Brief 1 —
Please switch "wave" to "breaker" in the records and give back the stretch from the line containing "Every instance of the blurred" through the end of the records, with everything else unchanged. Leave the pictures out of your answer.

Selected passage —
┌────────

Difficulty Level: At Grade Created by: CK-12

## Lesson Objectives

The student will:

• define solubility product constants.
• write solubility product constant expressions.
• calculate solubility product constants.

## Vocabulary

• solubility product constant

## Introduction

Since equilibrium constant expressions omit solids, the equilibrium constant expressions for the dissolution of a salt will have a denominator of 1, so no denominator will be shown. Here are some examples with their equilibrium constant expressions.

$\mathrm{NaCl}_{(s)} \rightleftharpoons \mathrm{Na}^+_{(aq)} + \mathrm{Cl}^-_{(aq)}$
$K = [\mathrm{Na}^+][\mathrm{Cl}^-]$
$\mathrm{Zn(IO}_3)_{2(s)} \rightleftharpoons \mathrm{Zn}^{2+}_{(aq)} + 2 \ \mathrm{IO}{^{-}}_{3(aq)}$
$K = [\mathrm{Zn}^{2+}][\mathrm{IO}_3^-]^2$
$\mathrm{PbCl}_{2(s)} \rightleftharpoons \mathrm{Pb}^{2+}_{(aq)} + 2 \ \mathrm{Cl}^-_{(aq)}$
$K = [\mathrm{Pb}^{2+}][\mathrm{Cl}^-]^2$

In this final section of the chapter, we will look at solubility equilibria.

└────────

Brief 2 —
Carry on the lesson on solubility product constants after its last sentence.

Dataset —

┌────────

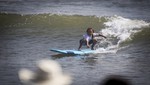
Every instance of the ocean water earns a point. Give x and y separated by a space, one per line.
29 28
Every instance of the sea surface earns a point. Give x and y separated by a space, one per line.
30 28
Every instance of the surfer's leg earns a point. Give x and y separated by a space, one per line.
81 43
94 41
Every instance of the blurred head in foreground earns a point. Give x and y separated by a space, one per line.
115 80
49 72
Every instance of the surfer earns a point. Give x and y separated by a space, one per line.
89 38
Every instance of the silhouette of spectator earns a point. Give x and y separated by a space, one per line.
115 80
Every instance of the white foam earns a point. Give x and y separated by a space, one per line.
120 29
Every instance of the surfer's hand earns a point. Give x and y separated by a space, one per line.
88 46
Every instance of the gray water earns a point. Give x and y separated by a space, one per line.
22 44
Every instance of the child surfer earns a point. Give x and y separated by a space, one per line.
89 38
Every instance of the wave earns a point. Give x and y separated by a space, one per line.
118 29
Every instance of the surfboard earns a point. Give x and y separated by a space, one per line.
75 52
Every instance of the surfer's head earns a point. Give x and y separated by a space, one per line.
90 31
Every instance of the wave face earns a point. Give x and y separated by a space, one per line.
119 30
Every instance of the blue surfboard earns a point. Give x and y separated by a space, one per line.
75 52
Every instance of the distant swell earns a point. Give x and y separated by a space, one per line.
118 29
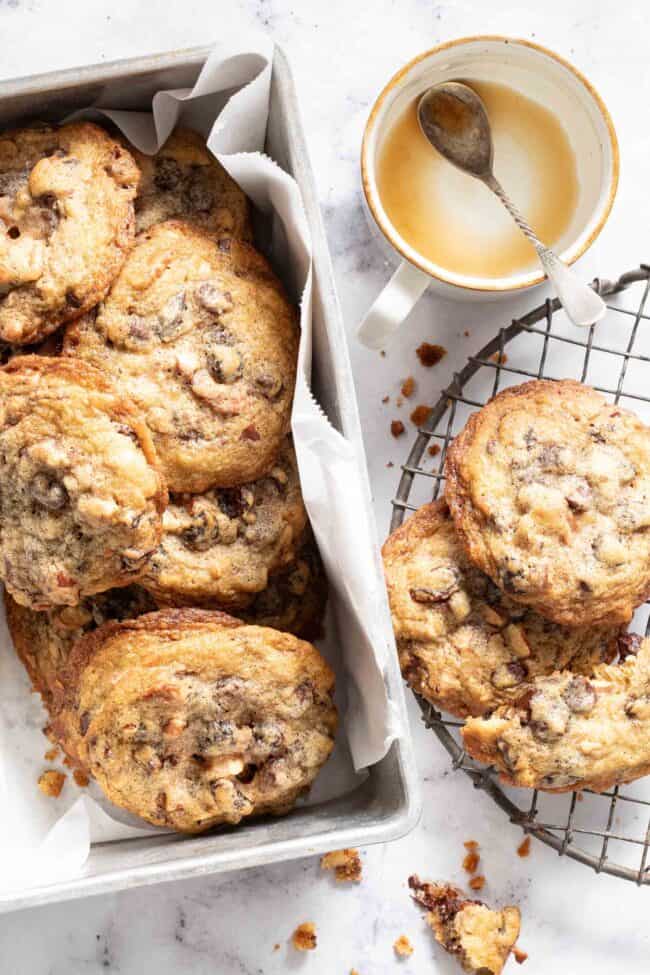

└────────

Output 1 —
Every instance of the blurred head in foreground earns a point. Give x and y separated by a space, one per line.
115 80
49 72
Every instance of the surfer earns a point. Give x and y separated by a space, one per line.
89 38
Every instance of the silhouette of spectator earns a point. Give x and y separated by a space, one per line.
115 80
Every instance of the white foam earns a point. Give x and y separated by a space, one per line.
120 29
Every instance of the surfer's hand earns a point. Give x and y separated by a space, one per line.
88 46
Every instance of the gray water earns a point. Give x and y separated by a space, one per line.
22 44
Every instance of the child surfer earns a point. Give x and y separated by a space, one per line.
89 38
Every instance of the breaker earns a point. Give x and y separated by a space, one per line.
118 29
Every instance of the surfboard earns a point. Give x and y separated by a space, one per line.
75 52
Every instance of the surfer's head earns a point. Give x and y separated by a space, one per line.
90 31
Every instance of the breaker face earns a point. Give x and y separated by a space, one per line.
119 30
Every instance of the blue surfboard earns a point. Give x and y separated by a space, one per line.
75 52
Every instance of the distant swell earns a point. Give x and y separated by a space, one per line.
118 29

Output 2 —
## Salts in an Equilibrium System

Consider the dissociation reaction for copper(II) hydroxide:

$\mathrm{Cu(OH)}_{2(s)} \rightleftharpoons \mathrm{Cu}^{2+}_{(aq)} + 2 \ \mathrm{OH}^-_{(aq)})$

The equilibrium constant for this reaction is very low with a value of $2.2 \times 10^{-20}$. A very small value for $K$ means that the reactant (the solid salt) is heavily favored, so very few $\mathrm{Cu}^{2+}$ and $\mathrm{OH}^-$ ions will actually be formed when $\mathrm{Cu(OH)}_2$ is allowed to dissolve in water. In other words, the solution will become saturated very quickly.

This type of equilibrium will be established for any saturated solution that also contains some of the solid salt. When writing the equilibrium expression for a dissociation reaction, the equilibrium constant is often given the subscript “sp,” which stands for solubility product. The solubility product constant $K_{sp}$ works the same as any other equilibrium constant, but because calculations for this type of reaction are often quite similar, they are frequently differentiated in this way.

Example:

Tooth enamel is composed of the compound hydroxyapatite, $\mathrm{Ca}_5(\mathrm{PO}_4)_3\mathrm{OH}$, which has a $K_{sp}$ value of $6.8 \times 10^{-37}$. Write the dissociation equation and comment on the value of the equilibrium constant.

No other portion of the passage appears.